— Begin —

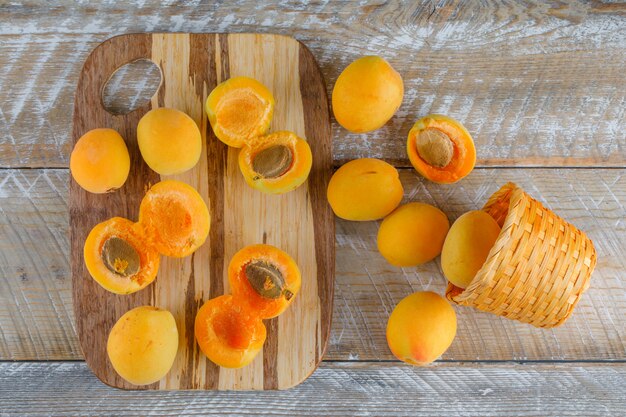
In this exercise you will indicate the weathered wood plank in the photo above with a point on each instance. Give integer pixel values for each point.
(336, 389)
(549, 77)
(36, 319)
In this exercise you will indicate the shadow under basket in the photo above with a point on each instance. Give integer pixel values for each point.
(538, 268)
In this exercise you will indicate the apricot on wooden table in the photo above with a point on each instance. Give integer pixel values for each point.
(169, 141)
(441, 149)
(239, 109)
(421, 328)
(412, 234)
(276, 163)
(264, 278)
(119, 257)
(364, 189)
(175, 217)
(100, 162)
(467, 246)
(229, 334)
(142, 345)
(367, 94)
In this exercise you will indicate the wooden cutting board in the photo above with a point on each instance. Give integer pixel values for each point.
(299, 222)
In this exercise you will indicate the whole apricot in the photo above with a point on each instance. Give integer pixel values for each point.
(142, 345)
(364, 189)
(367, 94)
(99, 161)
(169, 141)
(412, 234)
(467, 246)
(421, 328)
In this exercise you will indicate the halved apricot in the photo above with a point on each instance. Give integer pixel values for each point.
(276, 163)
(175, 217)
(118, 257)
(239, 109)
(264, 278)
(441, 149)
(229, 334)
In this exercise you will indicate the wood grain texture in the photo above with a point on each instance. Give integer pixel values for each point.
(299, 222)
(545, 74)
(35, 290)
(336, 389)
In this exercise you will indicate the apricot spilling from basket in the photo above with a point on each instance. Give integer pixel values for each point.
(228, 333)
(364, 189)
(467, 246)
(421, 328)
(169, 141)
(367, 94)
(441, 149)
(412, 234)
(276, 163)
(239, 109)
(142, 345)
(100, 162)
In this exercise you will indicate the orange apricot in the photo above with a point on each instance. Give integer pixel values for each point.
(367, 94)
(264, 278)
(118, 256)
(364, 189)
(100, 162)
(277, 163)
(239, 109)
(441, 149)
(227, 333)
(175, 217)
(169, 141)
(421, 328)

— End —

### WHAT IS REQUIRED
Format the lines above as a two-column CSV with the headers instruction and points, giving one row for each instruction line with the coordinates listed under it. Put each in a single quoted field with line breaks replaced by spaces, and leave the picture out.

### ANSWER TO THE PROBLEM
instruction,points
"In this exercise you will indicate the weathered wood plank in the photo above with a point on each instance. Give integer pixel values for each point.","(336, 389) (549, 77) (36, 319)"
"In this exercise you will indicate the shadow under basket in the photo above with a point on each instance. Give integer pixel values for each point.","(538, 268)"
"In this exercise you will indicate the apricot on wooden table in the photo above with a point on each instance. Give integer pixel values for each point.","(169, 141) (441, 149) (239, 109) (421, 328) (412, 234) (276, 163) (264, 278) (119, 257) (364, 189) (175, 217) (100, 162) (467, 246) (229, 334) (142, 345) (367, 94)"
"In this exercise you will indicate the wooden cutting board in the photo above with a point on each instance. Give integer pixel values for each point.","(299, 222)"
"In this exercise you will indicate the whole apricot in the photo above with a point on each instance. Give integer pixel values for each point.","(142, 345) (364, 189) (367, 94) (99, 161) (169, 141) (412, 234) (467, 246) (421, 328)"
"In this exercise you will indicate the halved apricot in the photo above with a point on each instance. Give integer pixel values for each point.","(276, 163) (175, 217) (118, 257) (239, 109) (264, 278) (441, 149) (229, 334)"
"In this exercise you will indicate the wood grain texture in the photo above with a point on each instance. Give integer pixel values for each point.","(299, 222) (545, 74) (35, 290) (336, 389)"
"In this exercise you will indicate the apricot spilling from basket in the photo above with a point on each instance. Give integer pixel values for each point.","(228, 333) (364, 189) (467, 246) (421, 328) (169, 141) (367, 94) (441, 149) (412, 234) (276, 163) (239, 109) (142, 345) (100, 162)"
"In this exercise you will indicate the orange apricot in the photo above with a point on each instance. Give integer pixel values for each point.","(367, 94) (264, 278) (118, 256) (364, 189) (100, 162) (277, 163) (239, 109) (441, 149) (227, 333) (175, 217) (169, 141) (421, 328)"